■ ACTIVITY
Your output must hold every entry exactly as written and none of the pictures.

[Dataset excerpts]
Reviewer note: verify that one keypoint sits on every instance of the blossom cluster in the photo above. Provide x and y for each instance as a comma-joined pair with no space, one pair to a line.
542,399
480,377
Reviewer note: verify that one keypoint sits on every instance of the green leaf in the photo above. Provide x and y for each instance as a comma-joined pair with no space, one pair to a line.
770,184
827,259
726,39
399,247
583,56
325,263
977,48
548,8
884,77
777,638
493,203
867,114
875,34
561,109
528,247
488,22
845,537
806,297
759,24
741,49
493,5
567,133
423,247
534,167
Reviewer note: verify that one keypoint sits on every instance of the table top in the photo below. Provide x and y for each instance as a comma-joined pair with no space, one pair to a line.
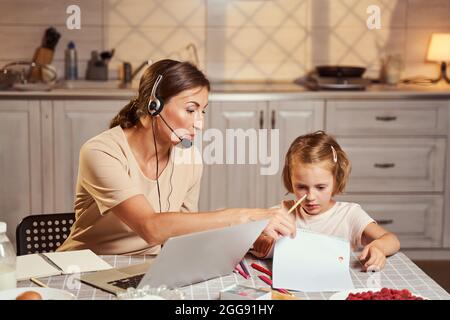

■ EXPECTED OUTPUT
Reviewer note: verify that one keypoint sits on every instance of the blossom cluster in the photo above. Provide x and y for each instance as a comma-joined pair with no space, one pair to a line.
542,399
480,377
Reviewer note: verify that one keypoint sits on every instance of the green leaf in the photo above. Provide x and y for each instance as a comma-joined pair with no space, one pair to a line.
770,184
827,259
726,39
399,247
583,56
325,263
977,48
548,8
884,77
777,638
493,203
867,114
875,34
561,109
528,247
488,22
845,537
806,297
759,24
741,49
493,5
567,133
423,247
534,167
Reviewer note: verify that one keypoint sits on every instance of the table top in the photo below. Provide x and y for each instance as a comma-joined pair with no space, one pair to a line.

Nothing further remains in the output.